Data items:
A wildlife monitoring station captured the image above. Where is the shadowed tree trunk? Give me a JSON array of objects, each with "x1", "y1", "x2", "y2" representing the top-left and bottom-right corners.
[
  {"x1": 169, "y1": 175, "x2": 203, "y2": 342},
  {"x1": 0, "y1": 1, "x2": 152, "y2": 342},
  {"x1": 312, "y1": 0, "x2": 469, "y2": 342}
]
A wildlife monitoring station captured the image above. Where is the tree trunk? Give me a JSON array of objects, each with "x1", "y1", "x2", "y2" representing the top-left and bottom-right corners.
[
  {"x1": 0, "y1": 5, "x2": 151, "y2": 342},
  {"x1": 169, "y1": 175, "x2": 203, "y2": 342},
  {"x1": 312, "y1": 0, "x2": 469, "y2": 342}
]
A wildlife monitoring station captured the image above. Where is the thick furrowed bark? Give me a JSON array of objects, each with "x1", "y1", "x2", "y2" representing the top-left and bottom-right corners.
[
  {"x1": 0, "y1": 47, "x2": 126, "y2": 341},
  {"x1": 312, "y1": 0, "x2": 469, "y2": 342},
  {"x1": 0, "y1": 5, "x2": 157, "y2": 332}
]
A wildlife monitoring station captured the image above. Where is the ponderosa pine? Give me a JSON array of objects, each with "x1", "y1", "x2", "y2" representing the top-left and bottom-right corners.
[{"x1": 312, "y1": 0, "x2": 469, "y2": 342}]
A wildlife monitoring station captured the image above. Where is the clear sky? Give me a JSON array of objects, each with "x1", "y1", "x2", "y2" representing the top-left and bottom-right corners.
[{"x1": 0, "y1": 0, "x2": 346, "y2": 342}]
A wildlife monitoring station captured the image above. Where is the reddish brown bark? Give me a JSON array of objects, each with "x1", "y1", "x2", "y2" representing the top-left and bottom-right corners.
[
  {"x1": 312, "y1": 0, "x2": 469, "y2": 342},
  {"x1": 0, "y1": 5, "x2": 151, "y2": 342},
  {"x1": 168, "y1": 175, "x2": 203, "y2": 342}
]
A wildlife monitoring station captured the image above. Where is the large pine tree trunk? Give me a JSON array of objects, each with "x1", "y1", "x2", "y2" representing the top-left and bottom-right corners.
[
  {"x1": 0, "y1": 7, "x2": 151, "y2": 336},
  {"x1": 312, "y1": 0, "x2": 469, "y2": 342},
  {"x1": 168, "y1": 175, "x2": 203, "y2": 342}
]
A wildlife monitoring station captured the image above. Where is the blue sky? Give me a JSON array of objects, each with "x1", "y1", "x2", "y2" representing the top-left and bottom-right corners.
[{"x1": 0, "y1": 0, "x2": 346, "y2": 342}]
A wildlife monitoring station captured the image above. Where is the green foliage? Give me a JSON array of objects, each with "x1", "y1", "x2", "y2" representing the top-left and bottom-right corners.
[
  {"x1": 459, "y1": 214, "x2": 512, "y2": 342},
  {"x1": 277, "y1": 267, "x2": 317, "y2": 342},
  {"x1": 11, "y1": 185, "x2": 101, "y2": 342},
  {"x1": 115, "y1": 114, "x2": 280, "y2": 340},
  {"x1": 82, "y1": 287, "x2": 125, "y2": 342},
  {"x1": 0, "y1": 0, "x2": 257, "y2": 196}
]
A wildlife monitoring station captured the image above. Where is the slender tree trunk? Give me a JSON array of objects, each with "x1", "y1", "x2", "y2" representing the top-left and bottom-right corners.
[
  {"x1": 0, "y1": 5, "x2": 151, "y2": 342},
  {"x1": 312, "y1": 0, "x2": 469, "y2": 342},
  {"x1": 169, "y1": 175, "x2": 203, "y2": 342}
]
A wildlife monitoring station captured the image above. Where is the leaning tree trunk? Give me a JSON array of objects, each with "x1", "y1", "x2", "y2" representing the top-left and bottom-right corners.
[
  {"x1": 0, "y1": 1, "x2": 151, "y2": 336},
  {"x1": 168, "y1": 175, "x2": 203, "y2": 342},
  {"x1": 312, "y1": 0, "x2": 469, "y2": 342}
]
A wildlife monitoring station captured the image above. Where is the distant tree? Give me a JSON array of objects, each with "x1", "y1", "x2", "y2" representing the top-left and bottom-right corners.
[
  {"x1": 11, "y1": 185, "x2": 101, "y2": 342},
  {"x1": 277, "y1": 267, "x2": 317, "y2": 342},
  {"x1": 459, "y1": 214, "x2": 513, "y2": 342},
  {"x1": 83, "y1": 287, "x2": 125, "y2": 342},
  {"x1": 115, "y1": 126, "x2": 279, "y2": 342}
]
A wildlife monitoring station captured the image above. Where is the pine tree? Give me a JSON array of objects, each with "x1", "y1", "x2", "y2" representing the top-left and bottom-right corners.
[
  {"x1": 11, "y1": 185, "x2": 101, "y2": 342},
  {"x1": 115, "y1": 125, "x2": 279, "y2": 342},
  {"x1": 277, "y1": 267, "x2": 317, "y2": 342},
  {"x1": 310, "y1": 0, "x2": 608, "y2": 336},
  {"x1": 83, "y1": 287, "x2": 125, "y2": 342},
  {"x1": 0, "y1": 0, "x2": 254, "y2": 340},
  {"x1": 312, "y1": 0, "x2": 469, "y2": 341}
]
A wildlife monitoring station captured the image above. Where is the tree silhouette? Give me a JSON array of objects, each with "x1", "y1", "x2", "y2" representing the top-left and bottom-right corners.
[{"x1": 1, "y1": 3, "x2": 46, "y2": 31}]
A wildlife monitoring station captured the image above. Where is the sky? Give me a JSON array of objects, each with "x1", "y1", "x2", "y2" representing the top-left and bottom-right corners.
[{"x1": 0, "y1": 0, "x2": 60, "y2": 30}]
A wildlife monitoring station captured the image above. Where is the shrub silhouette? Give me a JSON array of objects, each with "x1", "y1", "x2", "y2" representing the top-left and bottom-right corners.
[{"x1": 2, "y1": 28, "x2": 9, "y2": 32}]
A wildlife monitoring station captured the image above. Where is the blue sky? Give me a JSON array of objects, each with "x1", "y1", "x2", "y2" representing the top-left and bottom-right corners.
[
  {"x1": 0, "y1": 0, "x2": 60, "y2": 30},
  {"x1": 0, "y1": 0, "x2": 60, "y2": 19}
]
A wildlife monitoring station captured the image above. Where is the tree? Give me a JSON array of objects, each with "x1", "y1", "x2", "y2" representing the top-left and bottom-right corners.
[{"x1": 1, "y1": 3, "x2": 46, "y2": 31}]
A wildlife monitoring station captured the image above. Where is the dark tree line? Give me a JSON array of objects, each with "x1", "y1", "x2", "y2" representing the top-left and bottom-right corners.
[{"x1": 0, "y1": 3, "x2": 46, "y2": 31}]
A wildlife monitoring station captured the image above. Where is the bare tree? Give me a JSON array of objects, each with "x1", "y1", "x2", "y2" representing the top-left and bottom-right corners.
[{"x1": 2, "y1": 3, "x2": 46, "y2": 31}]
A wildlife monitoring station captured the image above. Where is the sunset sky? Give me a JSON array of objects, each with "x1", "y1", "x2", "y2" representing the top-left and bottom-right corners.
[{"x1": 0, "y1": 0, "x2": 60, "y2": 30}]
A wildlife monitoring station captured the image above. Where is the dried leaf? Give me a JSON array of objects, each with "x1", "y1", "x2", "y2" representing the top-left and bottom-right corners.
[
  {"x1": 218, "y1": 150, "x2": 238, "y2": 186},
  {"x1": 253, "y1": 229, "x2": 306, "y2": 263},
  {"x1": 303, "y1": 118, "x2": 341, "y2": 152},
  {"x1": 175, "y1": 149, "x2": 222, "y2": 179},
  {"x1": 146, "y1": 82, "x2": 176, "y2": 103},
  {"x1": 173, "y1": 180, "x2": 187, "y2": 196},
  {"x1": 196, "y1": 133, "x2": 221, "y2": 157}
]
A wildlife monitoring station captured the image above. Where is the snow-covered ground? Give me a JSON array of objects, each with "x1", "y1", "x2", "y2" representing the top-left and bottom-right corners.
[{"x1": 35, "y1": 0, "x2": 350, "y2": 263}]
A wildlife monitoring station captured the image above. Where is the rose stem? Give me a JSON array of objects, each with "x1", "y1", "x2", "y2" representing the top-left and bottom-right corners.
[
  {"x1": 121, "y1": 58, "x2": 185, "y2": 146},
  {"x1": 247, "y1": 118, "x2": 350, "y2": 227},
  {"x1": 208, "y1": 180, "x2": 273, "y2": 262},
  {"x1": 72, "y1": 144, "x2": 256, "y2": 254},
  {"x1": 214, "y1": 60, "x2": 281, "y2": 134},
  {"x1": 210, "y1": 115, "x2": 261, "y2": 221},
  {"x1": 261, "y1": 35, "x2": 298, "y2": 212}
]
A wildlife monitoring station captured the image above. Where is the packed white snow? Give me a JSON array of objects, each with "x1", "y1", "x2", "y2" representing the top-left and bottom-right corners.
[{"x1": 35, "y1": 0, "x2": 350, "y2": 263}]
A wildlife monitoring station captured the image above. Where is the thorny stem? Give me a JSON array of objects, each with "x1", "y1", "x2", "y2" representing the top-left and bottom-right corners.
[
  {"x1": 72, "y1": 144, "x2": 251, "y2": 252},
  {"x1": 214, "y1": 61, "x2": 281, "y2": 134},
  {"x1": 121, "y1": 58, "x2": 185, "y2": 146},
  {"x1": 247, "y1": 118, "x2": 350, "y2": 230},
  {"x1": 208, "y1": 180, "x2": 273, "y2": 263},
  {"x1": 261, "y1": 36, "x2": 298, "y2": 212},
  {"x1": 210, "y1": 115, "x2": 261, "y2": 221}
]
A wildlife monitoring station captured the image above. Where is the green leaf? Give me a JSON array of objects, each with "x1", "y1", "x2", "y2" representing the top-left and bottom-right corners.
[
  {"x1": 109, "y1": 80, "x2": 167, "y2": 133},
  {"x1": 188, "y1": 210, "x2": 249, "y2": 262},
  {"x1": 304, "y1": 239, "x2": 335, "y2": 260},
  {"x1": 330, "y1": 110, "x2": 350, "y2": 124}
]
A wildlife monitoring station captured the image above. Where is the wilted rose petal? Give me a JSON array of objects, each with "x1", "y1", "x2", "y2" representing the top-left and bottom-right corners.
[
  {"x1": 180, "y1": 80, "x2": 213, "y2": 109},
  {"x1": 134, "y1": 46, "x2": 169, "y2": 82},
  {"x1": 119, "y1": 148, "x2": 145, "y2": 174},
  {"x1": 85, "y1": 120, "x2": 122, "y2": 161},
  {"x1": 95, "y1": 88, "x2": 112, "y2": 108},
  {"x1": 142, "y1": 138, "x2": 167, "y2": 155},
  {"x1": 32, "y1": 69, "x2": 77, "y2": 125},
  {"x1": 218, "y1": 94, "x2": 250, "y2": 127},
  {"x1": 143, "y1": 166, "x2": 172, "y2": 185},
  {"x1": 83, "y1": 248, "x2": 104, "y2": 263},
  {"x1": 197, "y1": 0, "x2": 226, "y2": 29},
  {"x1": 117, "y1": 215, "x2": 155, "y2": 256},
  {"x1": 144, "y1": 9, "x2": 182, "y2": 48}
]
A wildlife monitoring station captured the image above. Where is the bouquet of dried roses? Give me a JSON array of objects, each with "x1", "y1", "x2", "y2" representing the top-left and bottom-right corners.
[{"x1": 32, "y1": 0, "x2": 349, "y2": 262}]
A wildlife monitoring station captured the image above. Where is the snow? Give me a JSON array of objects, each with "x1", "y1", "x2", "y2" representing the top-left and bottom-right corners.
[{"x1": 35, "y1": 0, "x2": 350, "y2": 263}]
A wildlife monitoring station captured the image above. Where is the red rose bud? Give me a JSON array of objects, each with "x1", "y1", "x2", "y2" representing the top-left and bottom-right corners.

> _Exercise instructions_:
Return everything in the listing from the line containing "the green leaf?" down to its end, copied exactly.

> _Result for this exercise_:
A wildlife monitoring station captured the image above. Where is the green leaf? Give me a JSON array of objects, each with "x1", "y1", "x2", "y2" representing the top-left and bottom-right corners.
[
  {"x1": 109, "y1": 80, "x2": 167, "y2": 133},
  {"x1": 188, "y1": 210, "x2": 249, "y2": 262},
  {"x1": 304, "y1": 239, "x2": 335, "y2": 260},
  {"x1": 330, "y1": 110, "x2": 350, "y2": 124}
]
A wildlife monitoring station captured the image above. Where is the wilted rose petal? Give me a JSON array of objects, each with "x1", "y1", "x2", "y2" representing the top-left and bottom-right corners.
[
  {"x1": 180, "y1": 80, "x2": 213, "y2": 109},
  {"x1": 134, "y1": 46, "x2": 169, "y2": 82},
  {"x1": 119, "y1": 148, "x2": 145, "y2": 174},
  {"x1": 85, "y1": 120, "x2": 122, "y2": 161},
  {"x1": 95, "y1": 88, "x2": 112, "y2": 108},
  {"x1": 142, "y1": 138, "x2": 167, "y2": 155},
  {"x1": 32, "y1": 69, "x2": 77, "y2": 125},
  {"x1": 218, "y1": 94, "x2": 250, "y2": 127},
  {"x1": 143, "y1": 166, "x2": 172, "y2": 185},
  {"x1": 83, "y1": 248, "x2": 104, "y2": 263},
  {"x1": 197, "y1": 0, "x2": 226, "y2": 29},
  {"x1": 117, "y1": 215, "x2": 155, "y2": 256},
  {"x1": 144, "y1": 9, "x2": 182, "y2": 48}
]
A wildlife monitoring station captured the image above. Where is the bouquet of dried roses? Give me a JSON array of objects, each with "x1", "y1", "x2", "y2" representing the top-left and bottom-right corners.
[{"x1": 32, "y1": 0, "x2": 349, "y2": 262}]
A wildlife monitoring station captured the image above. Where is the snow? Give me a JSON array of objects, each with "x1", "y1", "x2", "y2" representing the top-left and bottom-right corners.
[{"x1": 35, "y1": 0, "x2": 350, "y2": 263}]
A wildlife monitoring station captured the image above. Where is the red rose bud? Give me a JSON array of objects, each with "x1", "y1", "x2", "y2" representing the top-left and bottom-right corners.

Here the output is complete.